[Yapılacak Görevler]
1. Abacılı köyüne ilişkin metne göre, Abacılı cemaatinin adının geçtiği ve Konya'da düzenlenen vesika hangi tarihi taşımaktadır?
2. Abacılı köyüne ilişkin metinde açıkça "köy" olarak anılan yerleşimlerin tamamını sıralayınız.

[Belge Bölümü]
+ + + +

Abacılı Köyü Cumhuriyet Öncesi, Abacılı Uğurlu ve Abacılı Güzelli olarak ikiye ayrılırdı ve
Tümüne birden Abacılı denirdi.
Abacılı Güzelli bölümü, bugünkü Güzelli köyü ile Akçayı içine alırdı.
Abacılı Uğurlu ise, Kuzeyde Ak Denizden başlayarak Amanos Dağları üzerinde bulunan Osmanlı Çukuruna kadar bugünkü Sarıseki Beldesi sınırlarıyla komşuydu.
Güneyde ise Kırıkhan'a bağlı Ceylanlı, Delibekirli köyleri ile sınır olup bugün bu sınırlardan bir kısmı bu köyler içinde kalmıştır.
Batısı ise Akdeniz idi.
Payas´a tabii olarak Abacılı cemaati, Boz Ulus'un harbe iştirak edeceğine dair Konya'da tanzim olunan 1689 (Hicri 1101) tarihli vesika (hüccet) eki defterde, zikredilmektedir..
16. yüzyılda İskenderun'da bir iskele mevcuttu. Payas da eskiden beri hem önemli bir liman hem de aynı zamanda hac ve ipek yolu ticaret kervanlarının anayol güzergâhında önemli bir karakoldu. Abacılı cemaati´de bugünkü manada bir koruculuk görevi ile Payas Derbendine tabii tüfenk endaz neferatı olarak (iyi tüfenk kullanan asker manasına) bu belgede adı geçmektedir.

+ + + +

[Çıkarılan Veriler]

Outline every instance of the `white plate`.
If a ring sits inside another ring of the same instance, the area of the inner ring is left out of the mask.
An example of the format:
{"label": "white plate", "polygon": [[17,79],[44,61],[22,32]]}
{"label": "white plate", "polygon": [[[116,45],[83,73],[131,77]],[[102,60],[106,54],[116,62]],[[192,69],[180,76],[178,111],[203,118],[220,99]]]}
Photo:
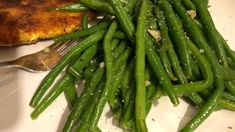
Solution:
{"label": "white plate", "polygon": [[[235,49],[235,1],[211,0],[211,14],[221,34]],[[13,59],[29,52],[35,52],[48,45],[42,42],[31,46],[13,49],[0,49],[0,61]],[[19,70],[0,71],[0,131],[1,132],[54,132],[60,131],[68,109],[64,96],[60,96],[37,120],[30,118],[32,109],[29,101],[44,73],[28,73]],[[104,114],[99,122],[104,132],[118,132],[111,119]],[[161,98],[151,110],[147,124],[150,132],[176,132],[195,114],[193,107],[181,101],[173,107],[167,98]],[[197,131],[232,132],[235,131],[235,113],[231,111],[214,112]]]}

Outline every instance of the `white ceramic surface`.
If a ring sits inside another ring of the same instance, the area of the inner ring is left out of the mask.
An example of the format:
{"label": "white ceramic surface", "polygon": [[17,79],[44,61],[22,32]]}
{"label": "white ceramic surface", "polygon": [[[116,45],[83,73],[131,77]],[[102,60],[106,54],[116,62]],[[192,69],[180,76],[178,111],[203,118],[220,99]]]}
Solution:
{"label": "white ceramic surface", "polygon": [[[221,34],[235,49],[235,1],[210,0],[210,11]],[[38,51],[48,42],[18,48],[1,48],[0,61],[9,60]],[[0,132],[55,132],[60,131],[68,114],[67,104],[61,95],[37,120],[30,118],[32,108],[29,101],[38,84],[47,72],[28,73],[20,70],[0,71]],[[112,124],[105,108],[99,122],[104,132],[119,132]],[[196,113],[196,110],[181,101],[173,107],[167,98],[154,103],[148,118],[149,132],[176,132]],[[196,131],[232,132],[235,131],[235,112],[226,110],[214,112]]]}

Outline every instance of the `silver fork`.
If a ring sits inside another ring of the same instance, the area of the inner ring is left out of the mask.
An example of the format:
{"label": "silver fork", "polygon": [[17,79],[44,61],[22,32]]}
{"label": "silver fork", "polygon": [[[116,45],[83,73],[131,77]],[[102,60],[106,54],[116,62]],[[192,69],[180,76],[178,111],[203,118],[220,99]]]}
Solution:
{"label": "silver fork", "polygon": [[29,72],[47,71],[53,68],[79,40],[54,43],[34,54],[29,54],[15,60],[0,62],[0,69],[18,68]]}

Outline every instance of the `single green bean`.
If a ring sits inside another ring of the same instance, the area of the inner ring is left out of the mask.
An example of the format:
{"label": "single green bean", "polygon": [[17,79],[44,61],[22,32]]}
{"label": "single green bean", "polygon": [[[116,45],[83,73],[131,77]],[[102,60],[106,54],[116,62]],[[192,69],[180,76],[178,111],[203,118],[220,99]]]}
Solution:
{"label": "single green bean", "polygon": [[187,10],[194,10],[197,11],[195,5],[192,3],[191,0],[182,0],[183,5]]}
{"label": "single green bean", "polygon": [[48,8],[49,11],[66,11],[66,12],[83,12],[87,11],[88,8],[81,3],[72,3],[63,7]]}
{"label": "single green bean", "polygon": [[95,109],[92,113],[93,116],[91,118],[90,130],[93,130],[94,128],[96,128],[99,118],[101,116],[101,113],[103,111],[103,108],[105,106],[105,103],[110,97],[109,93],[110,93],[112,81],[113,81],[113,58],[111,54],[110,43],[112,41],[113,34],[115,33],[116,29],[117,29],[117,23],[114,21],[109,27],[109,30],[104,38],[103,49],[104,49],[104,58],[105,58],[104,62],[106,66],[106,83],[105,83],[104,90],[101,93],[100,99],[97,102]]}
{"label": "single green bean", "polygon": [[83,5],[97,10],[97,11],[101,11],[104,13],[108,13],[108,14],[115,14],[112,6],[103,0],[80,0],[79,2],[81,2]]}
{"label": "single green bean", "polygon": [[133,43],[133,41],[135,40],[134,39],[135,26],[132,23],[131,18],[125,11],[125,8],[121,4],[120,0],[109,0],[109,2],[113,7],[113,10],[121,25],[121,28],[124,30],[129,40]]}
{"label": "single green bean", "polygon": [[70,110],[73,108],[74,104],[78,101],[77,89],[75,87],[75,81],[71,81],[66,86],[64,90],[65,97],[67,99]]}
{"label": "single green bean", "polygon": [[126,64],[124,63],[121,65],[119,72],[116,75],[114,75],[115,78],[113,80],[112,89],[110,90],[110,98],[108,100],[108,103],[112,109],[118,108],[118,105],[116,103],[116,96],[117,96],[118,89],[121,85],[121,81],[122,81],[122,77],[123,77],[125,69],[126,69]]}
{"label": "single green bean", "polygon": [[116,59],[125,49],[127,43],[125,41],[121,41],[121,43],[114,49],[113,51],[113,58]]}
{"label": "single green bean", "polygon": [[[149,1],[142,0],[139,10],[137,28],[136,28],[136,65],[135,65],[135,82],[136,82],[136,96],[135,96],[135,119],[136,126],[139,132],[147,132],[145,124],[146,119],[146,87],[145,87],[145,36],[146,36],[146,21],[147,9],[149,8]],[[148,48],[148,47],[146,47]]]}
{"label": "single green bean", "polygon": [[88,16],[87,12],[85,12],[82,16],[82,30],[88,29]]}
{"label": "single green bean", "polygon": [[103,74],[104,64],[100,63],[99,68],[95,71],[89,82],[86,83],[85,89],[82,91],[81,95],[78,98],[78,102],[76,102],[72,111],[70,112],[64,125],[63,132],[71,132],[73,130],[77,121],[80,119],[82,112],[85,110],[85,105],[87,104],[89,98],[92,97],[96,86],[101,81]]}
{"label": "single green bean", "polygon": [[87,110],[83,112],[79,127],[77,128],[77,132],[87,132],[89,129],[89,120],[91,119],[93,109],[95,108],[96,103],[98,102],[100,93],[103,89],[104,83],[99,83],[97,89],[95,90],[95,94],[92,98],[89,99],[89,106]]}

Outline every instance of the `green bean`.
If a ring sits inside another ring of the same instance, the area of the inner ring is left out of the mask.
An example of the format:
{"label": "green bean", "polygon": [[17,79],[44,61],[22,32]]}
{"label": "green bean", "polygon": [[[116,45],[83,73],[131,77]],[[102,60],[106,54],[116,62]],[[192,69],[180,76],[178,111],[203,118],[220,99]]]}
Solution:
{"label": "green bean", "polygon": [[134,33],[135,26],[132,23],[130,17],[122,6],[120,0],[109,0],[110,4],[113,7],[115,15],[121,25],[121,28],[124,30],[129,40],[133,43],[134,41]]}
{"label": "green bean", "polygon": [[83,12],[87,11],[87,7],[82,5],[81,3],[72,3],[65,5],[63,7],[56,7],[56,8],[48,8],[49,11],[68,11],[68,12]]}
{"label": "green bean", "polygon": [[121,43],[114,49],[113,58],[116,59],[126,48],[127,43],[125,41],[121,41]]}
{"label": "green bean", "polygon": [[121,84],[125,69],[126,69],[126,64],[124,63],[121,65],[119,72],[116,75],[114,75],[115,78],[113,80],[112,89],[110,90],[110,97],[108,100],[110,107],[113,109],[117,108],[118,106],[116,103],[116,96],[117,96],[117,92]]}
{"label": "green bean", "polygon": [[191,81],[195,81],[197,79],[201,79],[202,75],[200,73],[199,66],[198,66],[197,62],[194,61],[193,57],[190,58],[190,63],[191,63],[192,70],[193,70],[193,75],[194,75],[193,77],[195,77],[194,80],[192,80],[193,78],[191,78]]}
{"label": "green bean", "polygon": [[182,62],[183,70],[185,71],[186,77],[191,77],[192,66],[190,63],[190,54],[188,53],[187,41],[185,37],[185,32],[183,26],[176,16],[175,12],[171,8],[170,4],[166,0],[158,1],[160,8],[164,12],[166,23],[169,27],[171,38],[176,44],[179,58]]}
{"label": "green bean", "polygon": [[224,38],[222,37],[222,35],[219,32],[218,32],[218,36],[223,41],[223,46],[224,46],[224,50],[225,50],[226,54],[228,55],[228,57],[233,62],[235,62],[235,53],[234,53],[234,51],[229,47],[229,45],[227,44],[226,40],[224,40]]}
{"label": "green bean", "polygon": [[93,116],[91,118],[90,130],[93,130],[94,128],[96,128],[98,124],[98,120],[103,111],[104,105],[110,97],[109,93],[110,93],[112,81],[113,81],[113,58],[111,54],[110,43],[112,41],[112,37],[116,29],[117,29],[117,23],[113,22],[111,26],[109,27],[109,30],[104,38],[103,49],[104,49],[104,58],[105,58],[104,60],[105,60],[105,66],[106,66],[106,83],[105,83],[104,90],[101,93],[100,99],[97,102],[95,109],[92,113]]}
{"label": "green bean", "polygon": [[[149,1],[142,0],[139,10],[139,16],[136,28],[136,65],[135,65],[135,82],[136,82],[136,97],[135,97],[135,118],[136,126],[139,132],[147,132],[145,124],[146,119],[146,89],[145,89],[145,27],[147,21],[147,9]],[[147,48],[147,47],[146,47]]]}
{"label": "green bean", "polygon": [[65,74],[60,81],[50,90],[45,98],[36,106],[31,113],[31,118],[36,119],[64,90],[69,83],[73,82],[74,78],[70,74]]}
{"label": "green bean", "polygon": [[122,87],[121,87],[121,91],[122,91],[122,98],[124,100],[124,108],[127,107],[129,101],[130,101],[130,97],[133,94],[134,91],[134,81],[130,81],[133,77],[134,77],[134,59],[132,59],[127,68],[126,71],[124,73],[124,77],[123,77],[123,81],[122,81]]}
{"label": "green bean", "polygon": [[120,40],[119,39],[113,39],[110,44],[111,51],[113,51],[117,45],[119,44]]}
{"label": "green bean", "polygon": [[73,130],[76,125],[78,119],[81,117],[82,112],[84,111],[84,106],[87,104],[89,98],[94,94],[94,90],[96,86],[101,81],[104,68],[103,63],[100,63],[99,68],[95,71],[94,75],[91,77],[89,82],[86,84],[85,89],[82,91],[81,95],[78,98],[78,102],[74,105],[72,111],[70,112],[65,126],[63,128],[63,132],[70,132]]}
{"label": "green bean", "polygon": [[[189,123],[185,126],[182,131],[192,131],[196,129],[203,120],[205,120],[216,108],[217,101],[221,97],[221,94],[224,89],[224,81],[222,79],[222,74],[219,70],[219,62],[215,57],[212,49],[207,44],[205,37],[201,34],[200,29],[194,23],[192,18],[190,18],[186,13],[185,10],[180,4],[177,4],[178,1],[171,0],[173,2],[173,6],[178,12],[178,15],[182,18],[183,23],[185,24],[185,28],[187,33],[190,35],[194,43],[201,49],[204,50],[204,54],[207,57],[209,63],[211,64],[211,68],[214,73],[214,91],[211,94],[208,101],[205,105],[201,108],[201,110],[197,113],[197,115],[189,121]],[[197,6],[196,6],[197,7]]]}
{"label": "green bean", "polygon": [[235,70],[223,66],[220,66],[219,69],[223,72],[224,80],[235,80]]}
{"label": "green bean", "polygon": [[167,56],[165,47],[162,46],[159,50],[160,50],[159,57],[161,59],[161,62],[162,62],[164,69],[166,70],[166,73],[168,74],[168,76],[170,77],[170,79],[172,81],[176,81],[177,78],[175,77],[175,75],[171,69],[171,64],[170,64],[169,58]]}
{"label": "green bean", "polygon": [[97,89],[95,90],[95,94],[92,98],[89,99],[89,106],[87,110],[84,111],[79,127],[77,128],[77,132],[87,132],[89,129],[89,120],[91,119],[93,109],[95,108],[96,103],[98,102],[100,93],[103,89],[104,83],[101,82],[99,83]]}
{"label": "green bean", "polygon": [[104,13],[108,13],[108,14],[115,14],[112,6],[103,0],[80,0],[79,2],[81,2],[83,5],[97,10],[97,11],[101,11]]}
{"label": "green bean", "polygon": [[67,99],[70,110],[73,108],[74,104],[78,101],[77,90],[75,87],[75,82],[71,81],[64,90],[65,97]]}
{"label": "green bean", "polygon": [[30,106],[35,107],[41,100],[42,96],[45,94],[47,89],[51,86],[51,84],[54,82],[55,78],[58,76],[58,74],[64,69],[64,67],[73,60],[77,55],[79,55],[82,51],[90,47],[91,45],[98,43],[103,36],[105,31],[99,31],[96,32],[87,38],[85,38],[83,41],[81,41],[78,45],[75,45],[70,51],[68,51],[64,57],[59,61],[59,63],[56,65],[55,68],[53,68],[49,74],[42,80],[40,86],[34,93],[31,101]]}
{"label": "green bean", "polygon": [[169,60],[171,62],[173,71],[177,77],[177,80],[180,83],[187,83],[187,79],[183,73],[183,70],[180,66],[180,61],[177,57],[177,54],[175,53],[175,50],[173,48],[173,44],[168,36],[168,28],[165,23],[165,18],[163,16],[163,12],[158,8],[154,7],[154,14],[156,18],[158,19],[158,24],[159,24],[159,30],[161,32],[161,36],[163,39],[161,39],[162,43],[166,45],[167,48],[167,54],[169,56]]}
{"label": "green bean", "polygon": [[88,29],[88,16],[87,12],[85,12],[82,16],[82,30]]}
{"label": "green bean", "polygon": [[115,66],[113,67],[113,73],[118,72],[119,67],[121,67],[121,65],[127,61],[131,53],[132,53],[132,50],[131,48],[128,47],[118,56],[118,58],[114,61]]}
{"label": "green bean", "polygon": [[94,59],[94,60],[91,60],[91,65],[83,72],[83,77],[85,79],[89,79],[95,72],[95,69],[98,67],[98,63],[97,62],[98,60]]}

+ + + +

[Görevlerin Çözümleri]
1. 1689 (Hicri 1101)

2. Abacılı, Güzelli, Ceylanlı, Delibekirli